TASK DETAILS
Please set down each of the lines below once more, exactly, omitting all pictures.

(Data extracted from a collection)
===============

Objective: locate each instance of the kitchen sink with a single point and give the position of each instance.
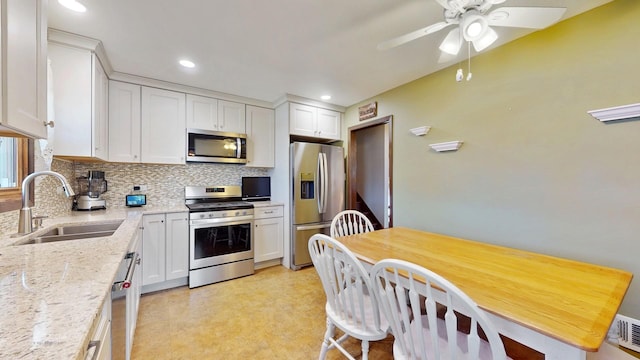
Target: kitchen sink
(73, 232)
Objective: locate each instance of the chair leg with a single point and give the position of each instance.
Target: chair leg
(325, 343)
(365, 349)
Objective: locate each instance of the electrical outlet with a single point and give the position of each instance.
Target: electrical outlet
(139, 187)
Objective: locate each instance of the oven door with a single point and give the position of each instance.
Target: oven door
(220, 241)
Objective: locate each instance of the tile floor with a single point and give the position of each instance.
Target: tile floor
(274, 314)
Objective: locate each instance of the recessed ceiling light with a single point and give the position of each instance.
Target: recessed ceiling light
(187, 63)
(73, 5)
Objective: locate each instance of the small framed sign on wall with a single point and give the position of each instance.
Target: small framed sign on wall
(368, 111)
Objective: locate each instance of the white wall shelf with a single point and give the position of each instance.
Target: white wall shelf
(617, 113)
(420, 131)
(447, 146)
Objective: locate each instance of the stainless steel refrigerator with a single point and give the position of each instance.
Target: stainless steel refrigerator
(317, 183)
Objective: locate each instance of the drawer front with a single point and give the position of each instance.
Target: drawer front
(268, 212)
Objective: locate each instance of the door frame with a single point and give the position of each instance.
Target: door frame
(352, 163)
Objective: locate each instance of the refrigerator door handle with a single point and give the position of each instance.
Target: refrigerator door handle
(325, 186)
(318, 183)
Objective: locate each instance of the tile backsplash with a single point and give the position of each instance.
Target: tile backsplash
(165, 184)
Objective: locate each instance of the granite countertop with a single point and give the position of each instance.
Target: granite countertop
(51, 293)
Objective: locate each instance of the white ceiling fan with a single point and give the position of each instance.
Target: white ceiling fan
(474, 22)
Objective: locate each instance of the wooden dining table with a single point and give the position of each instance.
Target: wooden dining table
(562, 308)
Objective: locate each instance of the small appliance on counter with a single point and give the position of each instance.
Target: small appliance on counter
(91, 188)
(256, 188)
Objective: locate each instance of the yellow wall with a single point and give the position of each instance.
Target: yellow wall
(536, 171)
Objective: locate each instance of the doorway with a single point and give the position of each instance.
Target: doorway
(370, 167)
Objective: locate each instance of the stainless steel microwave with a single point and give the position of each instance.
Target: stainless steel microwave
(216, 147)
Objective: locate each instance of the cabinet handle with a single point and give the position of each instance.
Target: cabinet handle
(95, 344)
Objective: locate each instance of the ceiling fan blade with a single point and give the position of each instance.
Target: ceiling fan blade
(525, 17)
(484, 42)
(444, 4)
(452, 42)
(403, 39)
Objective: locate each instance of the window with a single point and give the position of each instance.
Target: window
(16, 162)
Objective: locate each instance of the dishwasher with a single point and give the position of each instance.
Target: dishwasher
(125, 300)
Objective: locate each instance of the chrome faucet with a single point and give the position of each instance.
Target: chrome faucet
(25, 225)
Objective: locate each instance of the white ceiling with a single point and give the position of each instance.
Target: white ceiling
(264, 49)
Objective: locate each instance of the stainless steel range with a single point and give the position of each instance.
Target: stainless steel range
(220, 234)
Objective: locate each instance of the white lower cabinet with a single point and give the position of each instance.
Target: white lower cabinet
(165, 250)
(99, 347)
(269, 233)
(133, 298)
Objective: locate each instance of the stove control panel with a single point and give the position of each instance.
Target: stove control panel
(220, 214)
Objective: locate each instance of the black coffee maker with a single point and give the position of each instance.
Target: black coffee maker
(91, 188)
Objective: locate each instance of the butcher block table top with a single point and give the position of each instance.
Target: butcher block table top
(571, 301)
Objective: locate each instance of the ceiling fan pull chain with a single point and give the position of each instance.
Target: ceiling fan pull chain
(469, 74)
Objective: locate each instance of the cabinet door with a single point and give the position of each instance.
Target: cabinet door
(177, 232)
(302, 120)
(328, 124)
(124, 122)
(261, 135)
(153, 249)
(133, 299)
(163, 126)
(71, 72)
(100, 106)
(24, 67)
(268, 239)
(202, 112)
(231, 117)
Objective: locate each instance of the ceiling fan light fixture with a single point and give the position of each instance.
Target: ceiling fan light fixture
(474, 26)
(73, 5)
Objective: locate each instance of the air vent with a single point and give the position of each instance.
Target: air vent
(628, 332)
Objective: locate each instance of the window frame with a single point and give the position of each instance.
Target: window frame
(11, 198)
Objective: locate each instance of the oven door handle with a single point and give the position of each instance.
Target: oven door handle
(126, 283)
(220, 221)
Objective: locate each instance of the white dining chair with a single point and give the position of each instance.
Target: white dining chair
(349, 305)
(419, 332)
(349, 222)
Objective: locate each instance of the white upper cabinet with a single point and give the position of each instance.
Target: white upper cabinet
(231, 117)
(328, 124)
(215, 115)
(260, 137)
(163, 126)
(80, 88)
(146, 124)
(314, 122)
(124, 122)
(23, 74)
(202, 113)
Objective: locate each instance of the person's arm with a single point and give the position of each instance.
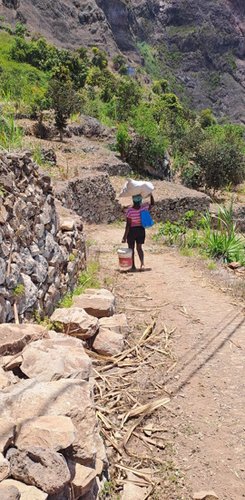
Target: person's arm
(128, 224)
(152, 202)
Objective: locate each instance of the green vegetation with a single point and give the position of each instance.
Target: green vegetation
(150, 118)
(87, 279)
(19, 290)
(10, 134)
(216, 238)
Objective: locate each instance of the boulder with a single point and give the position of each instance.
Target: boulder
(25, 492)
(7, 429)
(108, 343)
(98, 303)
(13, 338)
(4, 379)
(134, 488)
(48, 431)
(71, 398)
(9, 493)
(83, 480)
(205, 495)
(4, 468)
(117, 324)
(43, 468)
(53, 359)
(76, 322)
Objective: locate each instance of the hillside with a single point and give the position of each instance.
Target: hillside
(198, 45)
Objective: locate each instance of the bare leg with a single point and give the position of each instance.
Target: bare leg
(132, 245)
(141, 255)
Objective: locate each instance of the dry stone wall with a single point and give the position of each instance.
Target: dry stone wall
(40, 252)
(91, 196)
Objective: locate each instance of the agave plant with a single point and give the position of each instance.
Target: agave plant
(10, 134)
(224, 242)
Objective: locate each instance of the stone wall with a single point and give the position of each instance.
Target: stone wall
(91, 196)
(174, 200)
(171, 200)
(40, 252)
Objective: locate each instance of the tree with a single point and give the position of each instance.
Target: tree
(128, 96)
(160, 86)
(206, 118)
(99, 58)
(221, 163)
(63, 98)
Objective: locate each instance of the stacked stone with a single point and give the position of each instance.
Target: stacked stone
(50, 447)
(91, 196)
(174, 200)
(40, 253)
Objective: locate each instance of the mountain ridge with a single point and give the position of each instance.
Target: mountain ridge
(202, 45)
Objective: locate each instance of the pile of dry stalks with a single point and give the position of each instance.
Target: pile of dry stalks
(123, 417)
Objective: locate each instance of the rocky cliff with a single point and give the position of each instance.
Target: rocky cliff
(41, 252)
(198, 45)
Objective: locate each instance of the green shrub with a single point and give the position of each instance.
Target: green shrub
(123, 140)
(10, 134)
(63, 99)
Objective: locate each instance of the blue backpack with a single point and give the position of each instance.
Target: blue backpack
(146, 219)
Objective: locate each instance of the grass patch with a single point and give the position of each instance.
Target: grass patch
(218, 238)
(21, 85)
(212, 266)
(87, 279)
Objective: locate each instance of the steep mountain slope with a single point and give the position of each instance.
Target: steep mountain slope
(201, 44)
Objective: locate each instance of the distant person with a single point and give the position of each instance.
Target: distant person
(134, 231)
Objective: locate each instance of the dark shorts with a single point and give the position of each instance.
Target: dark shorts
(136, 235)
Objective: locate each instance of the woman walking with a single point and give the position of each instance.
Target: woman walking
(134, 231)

===============

RESPONSE FOR THIS EXERCISE
Objective: locate each instance of the kitchen sink with a single point and give the position of each instance.
Target: kitchen sink
(73, 232)
Objective: locate each instance of the chair leg with a single point and give the position of each instance.
Target: chair leg
(325, 343)
(365, 349)
Objective: locate each instance of the electrical outlet with a single point and give the position of each instance.
Target: electrical outlet
(139, 187)
Objective: locate each instance of the oven door with a single point and give the position of each instance.
Target: oven door
(220, 241)
Objective: locate each instance of the tile floor with a single point and give the position of each instance.
Target: tile floor
(274, 314)
Objective: locate each instance of the recessed ceiling light with a single point and give the position of each instance.
Target: recessed ceiling light
(187, 63)
(73, 5)
Objective: locate each instance of the small framed sign on wall with a single point and give the position of each instance.
Target: small framed sign on wall
(368, 111)
Objective: locate each instance of the white wall shelf with a single point and give the position of each instance.
Target: white wall shelf
(617, 113)
(420, 131)
(447, 146)
Objective: locate each instance of the stainless steel refrigerator with a single point and give the position of each instance.
Target: stainless steel refrigerator
(317, 183)
Objective: locate each instance of the drawer front with a single point and give the position of each instance.
Target: drawer front
(268, 212)
Objective: locate each instance of the door frame with a single point and give the position of each instance.
Target: door frame
(352, 163)
Objective: locate each instance of the refrigerator door handle with a single point and give the position of each instance.
Target: refrigerator door handle
(325, 186)
(318, 183)
Objective: locate each instance of the tile backsplash with a single point and give the position of each instance.
Target: tile backsplash
(165, 184)
Objective: locate each instance of the granite countertop with a single point and give the position of each instance.
Target: granite countertop
(51, 293)
Objective: locate each instance of the white ceiling fan with a single point and give the position of each instance.
Target: white ceiling fan
(474, 22)
Objective: locate each instance of the wooden dining table with a single point and give the position of each instance.
Target: wooden dining table
(562, 308)
Objective: locate each instance of the small appliance on counter with a single point and give the position of each instance.
Target: small appliance on counter
(91, 188)
(256, 188)
Objective: locate each instance of the yellow wall with a single point and give the position of each instance.
Target: yellow wall
(536, 171)
Objective: locate each instance of the doorway with a single point and give the position of each instance.
Target: doorway
(370, 167)
Objective: locate each instance of the stainless steel microwave with a single point and give the position of each instance.
Target: stainless steel microwave
(216, 147)
Objective: locate each instance of the cabinet handle with a single point and give the position of each instance.
Target: cabinet handle
(95, 344)
Objective: locate each instance of the ceiling fan blade with a single point and give the position of each instance.
Target: ceiling fan blade
(525, 17)
(484, 42)
(444, 4)
(452, 42)
(403, 39)
Objective: locate each instance of the window with a single point and give the position of each instance.
Target: window
(16, 162)
Objective: locate each instance of the dishwasher with a single point and give the position of each instance.
Target: dishwasher
(125, 300)
Objective: locate each instance of the chrome faucet with a single point and give the position of each instance.
Target: chrome faucet
(25, 225)
Objective: locate each instance of the white ceiling with a single point and give the position of each instance.
Target: white ceiling
(264, 49)
Objective: locate each instance of the stainless steel range with a single point and give the position of each instance.
Target: stainless steel range
(220, 234)
Objective: locate each instance of the white lower cabinet with a single point and give the position of each instance.
Target: white lower cabinet
(165, 250)
(99, 347)
(269, 233)
(133, 298)
Objective: locate each instance of the stove control panel with a single point and give the position of each instance.
Target: stove control panel
(220, 214)
Objective: locate each instance of the black coffee maker with a single point and give the position of each instance.
Target: black coffee maker
(91, 188)
Objective: locate each instance of the butcher block table top with a single point and give the position of each instance.
Target: butcher block table top
(571, 301)
Objective: locate each instance of the ceiling fan pull chain with a single point and give the position of each instance.
Target: ceiling fan pull chain
(469, 74)
Objective: locate each instance of the cabinet door with a single point and give the position of each instance.
Target: cabinet door
(177, 232)
(302, 120)
(328, 124)
(124, 122)
(261, 135)
(153, 249)
(133, 299)
(163, 126)
(71, 72)
(100, 106)
(24, 67)
(268, 239)
(202, 112)
(231, 117)
Objective: locate each instance of the ceiling fan light fixture with a single point and give the position of each instance.
Target: ceiling fan light fixture
(474, 26)
(73, 5)
Objective: locate each instance of the air vent with a single point and give the position of each instance.
Target: air vent
(628, 332)
Objective: locate each instance of the window frame with a single point and give the position of each instance.
Target: window frame
(11, 198)
Objective: locate each instance of the oven door handle with a single point and give the position of each instance.
Target: oven door handle
(126, 283)
(220, 221)
Objective: locate each instance of the white dining chair with a single point and give the position of each instance.
Target: white dining chair
(349, 305)
(419, 332)
(349, 222)
Objective: locate each instance of the white upper cabinet with a single point and give the position of each instance.
Target: white upper cabinet
(231, 117)
(328, 124)
(215, 115)
(260, 137)
(163, 126)
(80, 88)
(146, 124)
(314, 122)
(124, 122)
(23, 74)
(202, 113)
Objective: locate each instance of the person's arm with a single point and give the position of each instance.
Target: person's arm
(128, 224)
(152, 202)
Objective: locate each instance of the green vegetation with a single point and give the position of each instance.
Target: green vegetation
(150, 118)
(87, 279)
(19, 290)
(10, 134)
(216, 238)
Objective: locate each instance of the boulder with a single point and give the position of each instance.
Target: boulder
(25, 492)
(7, 429)
(108, 343)
(98, 303)
(13, 338)
(4, 379)
(134, 488)
(48, 431)
(71, 398)
(9, 493)
(83, 480)
(205, 495)
(4, 468)
(117, 324)
(43, 468)
(53, 359)
(76, 322)
Objective: locate each instance of the hillside with a single point and give the position of each instance.
Target: hillside
(198, 45)
Objective: locate each instance of the bare leg with a single point and give the position of each instance.
Target: bare leg
(132, 245)
(141, 255)
Objective: locate each instance of the dry stone wall with a single point and give the position of each instance.
Target: dry stone wall
(40, 252)
(91, 196)
Objective: locate each instance of the agave plant with a single point and give the position of each instance.
Target: agave plant
(10, 134)
(224, 242)
Objective: locate each instance of the stone wall with a single point and give the position of each instance.
Target: stone wall
(91, 196)
(174, 200)
(171, 200)
(40, 252)
Objective: locate each instance of the tree with a single point and give the position of each instance.
Target: tree
(128, 96)
(160, 86)
(206, 118)
(99, 58)
(221, 163)
(63, 98)
Objective: locate each instance of the stacked stone with a single point and give the position of each instance.
Target: stacked stone
(50, 447)
(91, 196)
(174, 200)
(40, 253)
Objective: locate each instance of the mountain ridge with a single point and give the position of each instance.
Target: mountain ridge
(202, 45)
Objective: locate each instance of the pile of dry stalks with a single point and give the position of each instance.
Target: pile of dry stalks
(123, 417)
Objective: locate each instance of the rocky cliff with a single point and give the position of each instance.
Target: rocky cliff
(41, 252)
(198, 45)
Objective: locate each instance of the green shrub with a single point and give the position of each instance.
Target: green shrub
(123, 140)
(10, 134)
(63, 99)
Objective: locate each instance of the blue backpack with a single point and give the position of each instance.
Target: blue backpack
(146, 219)
Objective: locate each instance of the grass patch with a single point and give the position of each instance.
Target: grass patch
(218, 238)
(21, 85)
(212, 266)
(87, 279)
Objective: locate each instance of the steep mountain slope with a single point and give the position of each instance.
Target: steep mountain slope
(201, 44)
Objective: locate each instance of the distant person with a single point and give the position of each instance.
Target: distant person
(134, 231)
Objective: locate each instance of the dark shorts with a single point and give the position of each instance.
Target: dark shorts
(136, 235)
Objective: locate each instance of the woman walking with a single point and give the position of each instance.
Target: woman walking
(134, 231)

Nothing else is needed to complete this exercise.